-------- RECORDS FOR THIS TASK --------
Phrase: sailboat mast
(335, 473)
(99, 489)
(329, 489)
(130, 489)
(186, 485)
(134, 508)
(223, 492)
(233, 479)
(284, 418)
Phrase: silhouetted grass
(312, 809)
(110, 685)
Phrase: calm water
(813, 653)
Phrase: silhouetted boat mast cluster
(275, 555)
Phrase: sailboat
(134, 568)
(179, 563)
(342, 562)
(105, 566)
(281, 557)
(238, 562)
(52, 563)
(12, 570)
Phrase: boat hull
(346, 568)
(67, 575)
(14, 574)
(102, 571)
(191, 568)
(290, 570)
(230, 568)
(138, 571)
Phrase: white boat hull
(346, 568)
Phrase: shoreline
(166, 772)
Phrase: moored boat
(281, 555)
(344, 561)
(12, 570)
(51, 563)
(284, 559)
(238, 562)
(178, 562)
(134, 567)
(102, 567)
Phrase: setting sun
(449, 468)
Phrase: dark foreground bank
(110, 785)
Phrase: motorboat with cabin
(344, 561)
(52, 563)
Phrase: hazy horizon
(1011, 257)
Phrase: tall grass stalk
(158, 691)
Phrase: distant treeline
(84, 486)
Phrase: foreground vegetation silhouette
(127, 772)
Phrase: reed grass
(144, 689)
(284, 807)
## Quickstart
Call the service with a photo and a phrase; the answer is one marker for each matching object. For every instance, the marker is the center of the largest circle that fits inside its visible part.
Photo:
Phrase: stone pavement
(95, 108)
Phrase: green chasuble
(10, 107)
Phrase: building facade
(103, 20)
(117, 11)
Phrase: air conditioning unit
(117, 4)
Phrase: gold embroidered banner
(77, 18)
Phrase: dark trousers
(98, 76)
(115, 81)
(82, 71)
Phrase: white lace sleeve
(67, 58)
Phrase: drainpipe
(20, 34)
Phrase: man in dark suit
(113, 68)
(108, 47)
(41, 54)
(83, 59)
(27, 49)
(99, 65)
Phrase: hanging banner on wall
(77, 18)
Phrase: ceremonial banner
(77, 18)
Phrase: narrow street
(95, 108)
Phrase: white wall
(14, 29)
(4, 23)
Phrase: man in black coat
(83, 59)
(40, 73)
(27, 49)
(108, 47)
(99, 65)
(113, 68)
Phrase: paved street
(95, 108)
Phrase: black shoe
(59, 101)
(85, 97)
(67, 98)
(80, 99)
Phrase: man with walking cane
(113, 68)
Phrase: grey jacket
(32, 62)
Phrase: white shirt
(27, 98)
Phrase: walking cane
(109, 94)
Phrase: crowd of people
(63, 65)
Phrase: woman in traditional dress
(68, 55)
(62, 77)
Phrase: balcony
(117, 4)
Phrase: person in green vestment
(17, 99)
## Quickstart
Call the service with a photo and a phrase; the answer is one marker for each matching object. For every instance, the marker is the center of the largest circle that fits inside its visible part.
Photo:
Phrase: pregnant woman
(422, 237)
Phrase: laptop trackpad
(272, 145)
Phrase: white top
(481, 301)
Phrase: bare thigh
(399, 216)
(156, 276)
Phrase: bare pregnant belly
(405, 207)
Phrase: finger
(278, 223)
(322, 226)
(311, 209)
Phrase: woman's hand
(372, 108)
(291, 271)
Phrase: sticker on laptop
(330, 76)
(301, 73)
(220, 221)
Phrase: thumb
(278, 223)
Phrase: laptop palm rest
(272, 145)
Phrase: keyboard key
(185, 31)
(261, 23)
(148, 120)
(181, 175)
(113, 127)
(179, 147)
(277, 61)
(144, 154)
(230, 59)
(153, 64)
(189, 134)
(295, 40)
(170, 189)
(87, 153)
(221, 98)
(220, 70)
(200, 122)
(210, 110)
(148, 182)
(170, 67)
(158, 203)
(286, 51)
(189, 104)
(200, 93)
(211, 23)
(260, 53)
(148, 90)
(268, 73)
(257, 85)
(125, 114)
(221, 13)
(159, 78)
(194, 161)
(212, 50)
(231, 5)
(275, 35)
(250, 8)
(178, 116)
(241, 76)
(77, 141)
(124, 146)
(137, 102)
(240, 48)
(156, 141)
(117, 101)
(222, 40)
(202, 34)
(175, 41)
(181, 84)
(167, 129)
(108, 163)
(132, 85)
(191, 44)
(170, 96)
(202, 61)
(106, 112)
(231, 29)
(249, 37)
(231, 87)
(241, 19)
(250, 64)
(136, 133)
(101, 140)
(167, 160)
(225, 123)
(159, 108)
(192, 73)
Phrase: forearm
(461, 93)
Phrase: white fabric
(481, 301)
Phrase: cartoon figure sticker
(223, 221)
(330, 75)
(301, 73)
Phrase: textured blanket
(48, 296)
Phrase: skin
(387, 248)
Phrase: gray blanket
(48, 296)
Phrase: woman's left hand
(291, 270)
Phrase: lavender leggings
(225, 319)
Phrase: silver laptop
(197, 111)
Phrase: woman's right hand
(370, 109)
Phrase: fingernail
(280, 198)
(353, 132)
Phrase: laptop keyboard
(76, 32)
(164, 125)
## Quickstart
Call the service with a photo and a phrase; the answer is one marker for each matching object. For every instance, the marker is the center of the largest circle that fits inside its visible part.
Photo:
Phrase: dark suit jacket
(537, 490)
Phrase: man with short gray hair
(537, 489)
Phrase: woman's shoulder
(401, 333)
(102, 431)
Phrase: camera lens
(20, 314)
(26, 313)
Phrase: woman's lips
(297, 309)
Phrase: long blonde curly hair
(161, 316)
--------
**EXERCISE REQUIREMENTS**: Write out every entry again, keeping each line exactly the same.

**ANSWER TO THIS EXERCISE**:
Phrase: sailboat mast
(335, 473)
(99, 489)
(329, 489)
(130, 489)
(186, 485)
(134, 508)
(223, 492)
(233, 479)
(284, 418)
Phrase: silhouetted grass
(312, 809)
(110, 685)
Phrase: calm water
(813, 653)
Phrase: silhouetted boat mast cluster
(275, 555)
Phrase: sailboat
(134, 568)
(179, 563)
(342, 562)
(105, 566)
(281, 557)
(238, 562)
(52, 563)
(12, 570)
Phrase: boat hull
(346, 568)
(67, 575)
(14, 574)
(102, 571)
(191, 568)
(290, 570)
(230, 568)
(138, 571)
Phrase: white boat hull
(346, 568)
Phrase: shoreline
(166, 772)
Phrase: moored boat
(281, 555)
(344, 561)
(12, 570)
(51, 563)
(284, 559)
(238, 562)
(178, 562)
(134, 567)
(102, 567)
Phrase: setting sun
(449, 468)
Phrase: dark foreground bank
(110, 785)
Phrase: motorboat with cabin
(344, 561)
(52, 563)
Phrase: hazy horizon
(1011, 257)
Phrase: tall grass stalk
(158, 691)
Phrase: distant treeline
(84, 486)
Phrase: foreground vegetation silhouette
(127, 772)
Phrase: reed grass
(144, 689)
(284, 807)
## Quickstart
Call the service with a photo and a phrase; the answer is one marker for each matching object. For every instance, the marker is the center of the largest circle that fits inside its visible part.
Photo:
Phrase: stone pavement
(95, 108)
Phrase: green chasuble
(10, 107)
Phrase: building facade
(103, 20)
(117, 11)
Phrase: air conditioning unit
(117, 4)
Phrase: gold embroidered banner
(77, 18)
Phrase: dark trousers
(98, 76)
(115, 81)
(82, 71)
Phrase: white lace sleeve
(67, 58)
Phrase: drainpipe
(20, 34)
Phrase: man in dark suit
(113, 68)
(108, 47)
(41, 54)
(83, 59)
(27, 49)
(99, 65)
Phrase: hanging banner on wall
(77, 18)
Phrase: ceremonial banner
(77, 18)
Phrase: narrow street
(95, 108)
Phrase: white wall
(14, 29)
(4, 23)
Phrase: man in black coat
(83, 59)
(40, 73)
(27, 49)
(108, 47)
(99, 65)
(113, 68)
Phrase: paved street
(95, 108)
Phrase: black shoe
(59, 101)
(85, 97)
(67, 98)
(80, 99)
Phrase: man with walking cane
(113, 68)
Phrase: grey jacket
(32, 62)
Phrase: white shirt
(27, 98)
Phrase: walking cane
(109, 94)
Phrase: crowd of people
(63, 65)
Phrase: woman in traditional dress
(68, 55)
(62, 77)
Phrase: balcony
(117, 4)
Phrase: person in green vestment
(17, 99)
## Quickstart
Call the service with a photo and a phrase; the answer is one marker for each matching object. For every instance, the marker is the center of the largest circle that fits inside its visible part.
Photo:
Phrase: pregnant woman
(422, 237)
Phrase: laptop trackpad
(272, 145)
Phrase: white top
(481, 301)
Phrase: bare thigh
(399, 216)
(156, 276)
Phrase: bare pregnant belly
(405, 207)
Phrase: finger
(278, 223)
(322, 226)
(311, 209)
Phrase: woman's hand
(372, 108)
(291, 271)
Phrase: sticker on laptop
(330, 76)
(301, 73)
(220, 221)
Phrase: thumb
(278, 223)
Phrase: laptop palm rest
(272, 145)
Phrase: keyboard key
(185, 31)
(261, 23)
(148, 120)
(181, 175)
(113, 127)
(179, 147)
(277, 61)
(144, 154)
(230, 59)
(153, 64)
(189, 134)
(295, 40)
(170, 189)
(87, 153)
(221, 98)
(220, 70)
(200, 122)
(210, 110)
(148, 182)
(170, 67)
(158, 203)
(286, 51)
(189, 104)
(200, 93)
(211, 23)
(260, 53)
(148, 90)
(268, 73)
(257, 85)
(125, 114)
(221, 13)
(159, 78)
(194, 161)
(212, 50)
(231, 5)
(275, 35)
(250, 8)
(178, 116)
(241, 76)
(77, 141)
(124, 146)
(137, 102)
(240, 48)
(156, 141)
(117, 101)
(222, 40)
(202, 34)
(175, 41)
(181, 84)
(167, 129)
(108, 163)
(132, 85)
(191, 44)
(170, 96)
(202, 61)
(106, 112)
(231, 29)
(249, 37)
(231, 87)
(241, 19)
(250, 64)
(136, 133)
(101, 140)
(167, 160)
(225, 123)
(159, 108)
(192, 73)
Phrase: forearm
(461, 93)
Phrase: white fabric
(481, 301)
Phrase: cartoon figure sticker
(223, 221)
(330, 75)
(301, 73)
Phrase: textured blanket
(48, 296)
Phrase: skin
(387, 248)
Phrase: gray blanket
(48, 296)
Phrase: woman's left hand
(291, 270)
Phrase: lavender leggings
(225, 319)
Phrase: silver laptop
(197, 111)
Phrase: woman's right hand
(370, 109)
Phrase: fingernail
(280, 198)
(353, 132)
Phrase: laptop keyboard
(76, 32)
(164, 125)
## Quickstart
Call the service with a photo and a phrase; the answer is one marker for each matching object. For every instance, the marker is the center of the largest circle that fits inside its visible part.
Photo:
Phrase: dark suit jacket
(537, 490)
Phrase: man with short gray hair
(537, 489)
Phrase: woman's shoulder
(401, 333)
(102, 431)
Phrase: camera lens
(20, 314)
(26, 313)
Phrase: woman's lips
(297, 309)
Phrase: long blonde curly hair
(161, 316)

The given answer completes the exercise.